(Exercise input)

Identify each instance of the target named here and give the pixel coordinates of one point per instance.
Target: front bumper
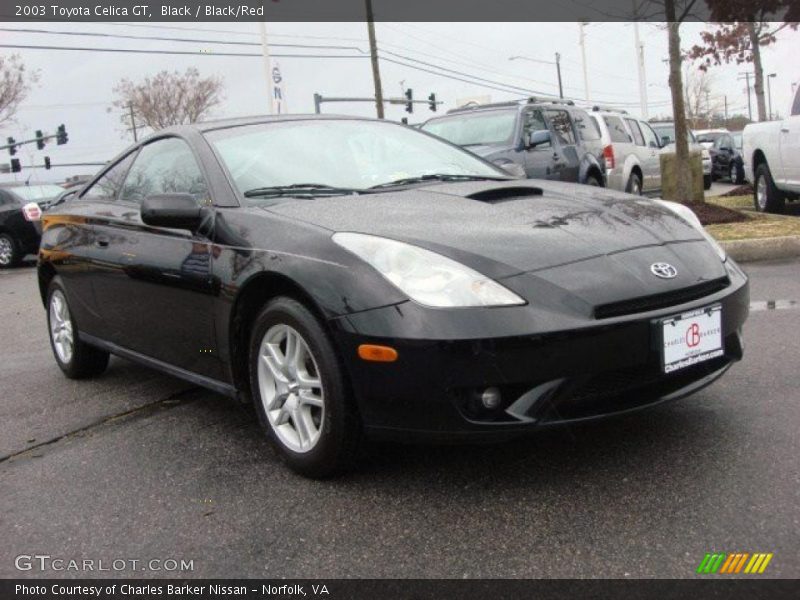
(546, 377)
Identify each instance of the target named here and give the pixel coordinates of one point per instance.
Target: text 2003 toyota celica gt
(356, 277)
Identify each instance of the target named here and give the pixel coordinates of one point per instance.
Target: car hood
(502, 228)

(End Exercise input)

● Task instructions: Leave out the pictures, then copy all the remaining text in the records exactly.

● Answer to this exercise:
Identify each instance of the target named here and give the pixel coordinates of one point per instance.
Target: front bumper
(546, 377)
Identify each instance of the target named here and give the pixel coordinates of one point per instance.
Target: text 2003 toyota celica gt
(356, 277)
Identify each instance of the target named here and give the pixel coordinates of one point per instance.
Target: car hood
(502, 228)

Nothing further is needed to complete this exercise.